_EXTRACT PROVIDED:_

┄┄┄┄┄┄┄┄┄┄

ALJ's SGL-2 Speculative Grade Liquidity Rating reflects an adequate liquidity profile. ALJ's liquidity profile is constrained by the volatility and cyclicality of the refining business. In 2013, Moody's expects that ALJ's internally generated cash flow will cover maintenance spending at approximately $68 million per annum and turnaround expenditures at estimated $14 million per annum. As of June 30, 2012 the company had $58 million cash on its balance sheet and $39 million of availability under its $240 million secured revolving credit facility, which matures in March 2016. As of June 30, 2012 ALJ was in compliance with all maintenance covenants. We expect ALJ will remain in compliance with its financial covenants, thus ensuring accessibility to its revolving credit facility.

Alon's liquidity is enhanced by a supply and logistics agreement whereby J. Aron funds the purchase of crude for the both the Big Spring and Krotz Springs refineries. This arrangement accounts for almost all of the refineries' crude supply. We believe there is little concern these agreements will be canceled by either party in the near term but if they were, substantial inventory would need to be financed by ALJ, in a reasonably short time. This arrangement implies that uncommitted but traditional sources of capital such as bank revolving credit facilities and trade credit would be readily available to finance the core assets as they move back on balance sheet. Alternate liquidity is limited given that substantially all of the company's assets are pledged.

We could upgrade ALJ's CFR if the company increases its diversification of cashflows by adding more profitable assets without significantly increasing leverage or decreasing returns on capital employed. We could downgrade ALJ's CFR if financial leverage increases materially due to an acquisition or as a result of debt funded distributions or share buybacks, or if there is a prolonged and severe deterioration of regional refining conditions, or if liquidity deteriorates.

┄┄┄┄┄┄┄┄┄┄

_RECORD SET:_
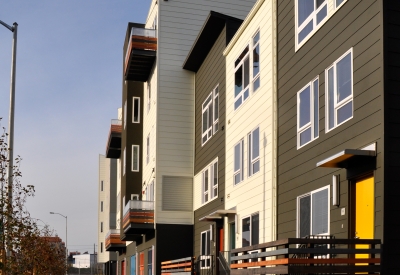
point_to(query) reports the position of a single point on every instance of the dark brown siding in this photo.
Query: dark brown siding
(392, 137)
(357, 24)
(210, 74)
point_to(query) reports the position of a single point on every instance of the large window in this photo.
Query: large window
(135, 158)
(310, 14)
(250, 230)
(210, 182)
(205, 250)
(247, 70)
(210, 117)
(339, 91)
(313, 213)
(307, 113)
(238, 162)
(136, 110)
(254, 151)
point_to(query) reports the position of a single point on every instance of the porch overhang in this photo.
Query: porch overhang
(218, 215)
(347, 158)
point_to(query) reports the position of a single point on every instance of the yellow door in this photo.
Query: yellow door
(364, 224)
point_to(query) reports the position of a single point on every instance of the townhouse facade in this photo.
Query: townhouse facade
(336, 121)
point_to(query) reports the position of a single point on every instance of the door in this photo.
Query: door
(364, 211)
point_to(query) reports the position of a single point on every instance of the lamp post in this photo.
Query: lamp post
(66, 240)
(13, 29)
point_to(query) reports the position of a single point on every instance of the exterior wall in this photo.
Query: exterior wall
(179, 24)
(357, 24)
(255, 193)
(210, 74)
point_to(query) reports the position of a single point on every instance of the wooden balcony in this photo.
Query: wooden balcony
(113, 149)
(308, 256)
(138, 217)
(113, 241)
(141, 54)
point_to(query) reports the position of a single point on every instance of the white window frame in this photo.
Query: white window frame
(348, 99)
(239, 171)
(311, 209)
(257, 76)
(133, 110)
(148, 149)
(206, 258)
(137, 158)
(314, 121)
(253, 160)
(208, 107)
(208, 195)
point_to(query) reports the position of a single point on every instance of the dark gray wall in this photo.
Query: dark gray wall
(357, 24)
(211, 73)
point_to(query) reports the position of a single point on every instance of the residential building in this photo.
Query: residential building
(251, 129)
(207, 62)
(107, 210)
(337, 121)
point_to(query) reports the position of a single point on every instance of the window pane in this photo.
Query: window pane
(238, 80)
(304, 213)
(246, 232)
(246, 71)
(343, 72)
(136, 110)
(256, 143)
(331, 111)
(322, 14)
(345, 112)
(254, 229)
(305, 136)
(304, 8)
(256, 60)
(320, 212)
(304, 107)
(306, 30)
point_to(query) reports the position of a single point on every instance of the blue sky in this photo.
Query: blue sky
(69, 77)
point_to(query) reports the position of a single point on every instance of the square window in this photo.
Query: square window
(339, 91)
(308, 113)
(313, 213)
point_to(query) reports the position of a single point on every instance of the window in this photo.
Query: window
(310, 15)
(135, 158)
(148, 149)
(205, 249)
(125, 115)
(210, 182)
(124, 156)
(238, 163)
(250, 230)
(307, 113)
(210, 111)
(136, 110)
(313, 213)
(254, 151)
(256, 61)
(339, 91)
(148, 96)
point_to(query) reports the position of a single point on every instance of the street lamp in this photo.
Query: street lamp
(66, 240)
(13, 29)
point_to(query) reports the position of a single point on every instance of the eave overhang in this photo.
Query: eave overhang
(207, 36)
(218, 215)
(347, 158)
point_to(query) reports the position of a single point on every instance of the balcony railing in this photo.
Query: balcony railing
(113, 241)
(140, 54)
(308, 256)
(138, 217)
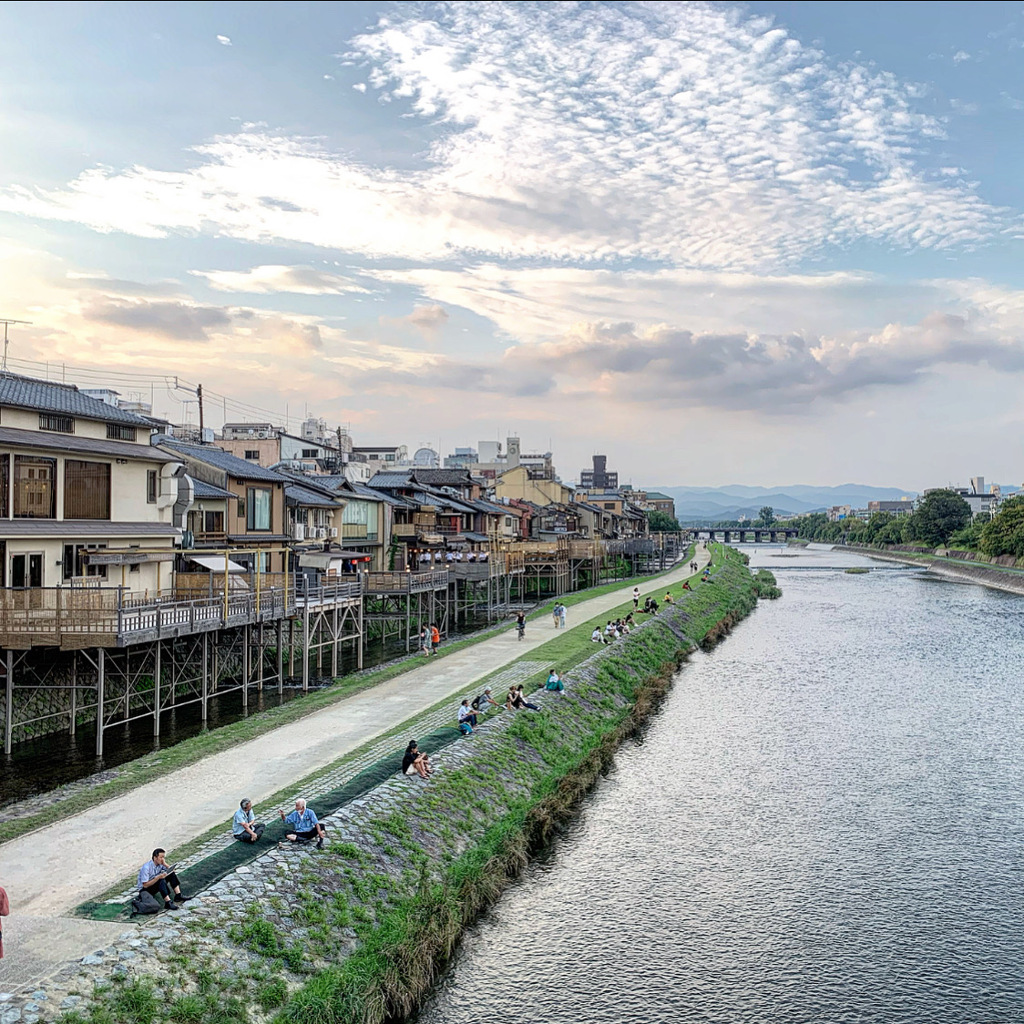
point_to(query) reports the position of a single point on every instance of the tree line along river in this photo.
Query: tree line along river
(823, 823)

┄┄┄┄┄┄┄┄┄┄

_WORK TO DO:_
- 1) Answer these from the ALJ rating excerpt:
(a) How much cash did ALJ have on its balance sheet as of June 30, 2012?
(b) Who funds the purchase of crude for the Big Spring and Krotz Springs refineries?
(c) Why is alternate liquidity limited?
- 2) Retype everything in the ALJ rating excerpt from "ALJ's SGL-2 Speculative" down to "revolving credit facility.".
- 3) Translate this sentence from the ALJ rating excerpt into Spanish: "This arrangement accounts for almost all of the refineries' crude supply."
You can leave the records aside; they aren't needed here.

_TASK-BY-TASK ANSWERS:_
- 1)
(a) $58 million.
(b) J. Aron.
(c) Substantially all of the company's assets are pledged.

- 2)
ALJ's SGL-2 Speculative Grade Liquidity Rating reflects an adequate liquidity profile. ALJ's liquidity profile is constrained by the volatility and cyclicality of the refining business. In 2013, Moody's expects that ALJ's internally generated cash flow will cover maintenance spending at approximately $68 million per annum and turnaround expenditures at estimated $14 million per annum. As of June 30, 2012 the company had $58 million cash on its balance sheet and $39 million of availability under its $240 million secured revolving credit facility, which matures in March 2016. As of June 30, 2012 ALJ was in compliance with all maintenance covenants. We expect ALJ will remain in compliance with its financial covenants, thus ensuring accessibility to its revolving credit facility.

- 3) Este acuerdo representa casi la totalidad del suministro de crudo de las refinerías.